● **Document section**:
━━━
Angus and Shoo Oliphant of Miniscoff Organic Children's Meals in Wiltshire

"Natural is good, but organic is natural certified, so it's more controlled. Most other claims are far too prone to abuse and shameless spin."

Angus and Shoo OliphantAngus and his wife Shoo started their children's ready meals business from the eight by six foot kitchen of their London flat eleven years ago. Initially supplying 10 London delis, including Planet Organic, they now employ 11 people at Scoff Central, in Wiltshire, and supply over 350 restaurants – including Center Parcs, the Rainforest Café, Thistle Hotels, Esporta and Little Chef – as well as Ocado and Abel & Cole. Their meals and sauces, for children aged 12 months up to 12 years, are 100% organic and have won many awards. Shoo was the 'Practical Parenting' 'Business Parent of the Year 2006', and more recently Miniscoff was voted Best Children’s Food Range 2010/11 by readers of Practical Parenting magazine.

Can you describe a typical day?

We have 3 children aged between 5 and 14 - so every day starts with (or is started by) them. Between my wife, Shoo, and I we will ferry the kids to school at 8.45am. We then convene at Scoff Central for the 9am daily staff meeting, production review and general 'kick start' to the day's work.

Shoo and I have a business update meeting once a week to run through customer needs and look at overall business development, sales and marketing. The idea now is that Shoo and I get to spend more time planning ahead rather than just running the kitchen. We still collect some of our raw ingredients from local suppliers and we do some local deliveries too.

Growth costs money whichever way you look at it. It's not good enough just to have loads of businesses beating down your door (though it helps), and that first step into an investor relationship is a tough one to take - we are still hesitating. At around 5pm it's time to collect the boys. This reminds me to have lunch and I make a quick sandwich. Back to Scoff Central around 7pm to shut down the office, then 7-9pm will be a battle to catch up (or tussle) with the children and get everyone to bed in the right order. By the time this is done I am even more useless than earlier, and unless I can make it to about 11pm, when I get second wind, it'll be goodnight Vienna.

Organic principles - why do they matter?

The principle 'what goes around comes around' is something most people now understand and agree with. What differs is what people are prepared to do about it. It's great to have access to so much of the world and with such ease, but not if it means robbing one part to make another richer. Centralised and global policies have to be balanced with regional sustainability. Organic principles are about just that and can be applied as much to social issues as to environmental ones.

What does the Soil Association mean to you?

As a movement becomes more mainstream so the tendency to dilution increases. We need a committed and principled organisation to be the standard bearer and guard against cheap imitation.

What is your greatest achievement?

Personally - our  family.
━━━
● **Material for this exercise**:
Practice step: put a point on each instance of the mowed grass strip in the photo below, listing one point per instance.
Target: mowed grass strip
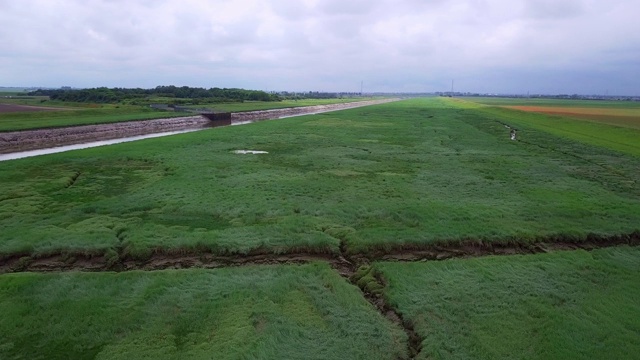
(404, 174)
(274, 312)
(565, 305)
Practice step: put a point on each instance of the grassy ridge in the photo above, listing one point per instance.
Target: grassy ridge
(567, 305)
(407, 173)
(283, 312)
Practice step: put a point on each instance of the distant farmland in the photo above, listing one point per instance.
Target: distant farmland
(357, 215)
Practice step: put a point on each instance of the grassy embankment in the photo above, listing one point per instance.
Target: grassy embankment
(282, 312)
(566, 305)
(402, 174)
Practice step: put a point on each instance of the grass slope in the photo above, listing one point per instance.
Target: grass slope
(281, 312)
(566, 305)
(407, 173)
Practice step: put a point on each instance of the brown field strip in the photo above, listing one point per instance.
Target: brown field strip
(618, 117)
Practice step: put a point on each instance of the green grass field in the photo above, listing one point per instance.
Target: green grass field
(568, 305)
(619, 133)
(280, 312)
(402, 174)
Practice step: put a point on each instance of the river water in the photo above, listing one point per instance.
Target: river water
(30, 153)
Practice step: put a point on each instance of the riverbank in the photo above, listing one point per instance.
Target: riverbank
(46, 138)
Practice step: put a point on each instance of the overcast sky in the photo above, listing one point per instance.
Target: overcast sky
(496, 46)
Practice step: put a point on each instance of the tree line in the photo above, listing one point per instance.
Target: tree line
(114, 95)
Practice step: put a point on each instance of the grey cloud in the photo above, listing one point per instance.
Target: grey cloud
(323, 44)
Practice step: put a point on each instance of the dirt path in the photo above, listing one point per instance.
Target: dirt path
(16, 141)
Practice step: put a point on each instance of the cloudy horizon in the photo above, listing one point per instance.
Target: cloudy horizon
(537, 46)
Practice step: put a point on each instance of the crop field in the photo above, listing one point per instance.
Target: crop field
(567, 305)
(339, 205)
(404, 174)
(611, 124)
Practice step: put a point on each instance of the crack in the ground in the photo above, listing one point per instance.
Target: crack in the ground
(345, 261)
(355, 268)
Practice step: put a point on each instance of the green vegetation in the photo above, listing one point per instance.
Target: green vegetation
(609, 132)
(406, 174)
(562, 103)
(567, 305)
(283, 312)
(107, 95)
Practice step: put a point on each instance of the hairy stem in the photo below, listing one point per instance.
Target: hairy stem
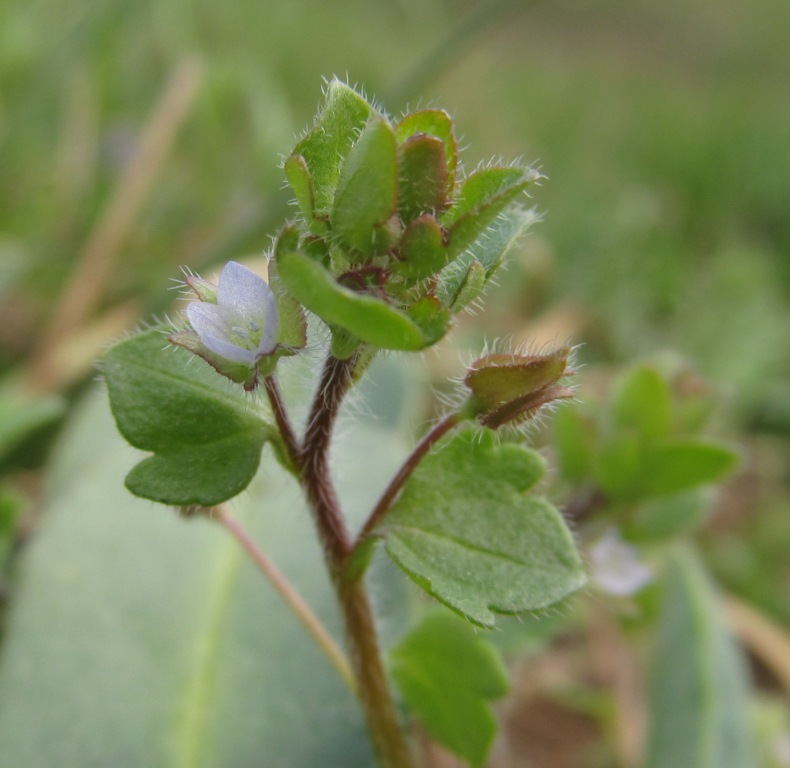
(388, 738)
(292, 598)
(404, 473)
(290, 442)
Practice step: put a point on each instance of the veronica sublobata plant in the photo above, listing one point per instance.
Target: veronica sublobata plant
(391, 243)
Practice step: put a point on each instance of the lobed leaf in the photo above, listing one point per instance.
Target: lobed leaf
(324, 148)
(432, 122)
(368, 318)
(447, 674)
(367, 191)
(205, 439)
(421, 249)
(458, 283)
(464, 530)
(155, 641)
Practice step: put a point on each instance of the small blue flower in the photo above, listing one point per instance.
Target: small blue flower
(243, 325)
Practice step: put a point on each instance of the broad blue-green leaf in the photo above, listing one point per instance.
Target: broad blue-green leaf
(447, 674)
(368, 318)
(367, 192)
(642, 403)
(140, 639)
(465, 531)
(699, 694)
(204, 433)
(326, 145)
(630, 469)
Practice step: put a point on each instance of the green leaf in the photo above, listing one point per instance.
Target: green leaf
━━━
● **Problem set**:
A. From the Miniscoff interview, extract the part that opens with the words containing "Angus and Shoo OliphantAngus" and closes with "a typical day?", copying it word for word.
B. Pull out every line of the rows that contains the word "hairy", copying each one unchanged.

● **Answers below**:
A.
Angus and Shoo OliphantAngus and his wife Shoo started their children's ready meals business from the eight by six foot kitchen of their London flat eleven years ago. Initially supplying 10 London delis, including Planet Organic, they now employ 11 people at Scoff Central, in Wiltshire, and supply over 350 restaurants – including Center Parcs, the Rainforest Café, Thistle Hotels, Esporta and Little Chef – as well as Ocado and Abel & Cole. Their meals and sauces, for children aged 12 months up to 12 years, are 100% organic and have won many awards. Shoo was the 'Practical Parenting' 'Business Parent of the Year 2006', and more recently Miniscoff was voted Best Children’s Food Range 2010/11 by readers of Practical Parenting magazine.

Can you describe a typical day?

B.
Practice step: put a point on each instance of the hairy stem in the photo below, listing one point per instance.
Target: hairy stem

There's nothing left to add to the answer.